● Supplied records
·····

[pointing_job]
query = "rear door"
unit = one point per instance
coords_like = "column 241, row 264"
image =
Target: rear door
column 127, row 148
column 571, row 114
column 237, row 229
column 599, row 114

·····

Retype the entries one by one, exactly.

[pointing_job]
query = "rear door"
unit = one point per instance
coords_like = "column 241, row 264"
image =
Target: rear door
column 127, row 148
column 571, row 114
column 237, row 229
column 599, row 114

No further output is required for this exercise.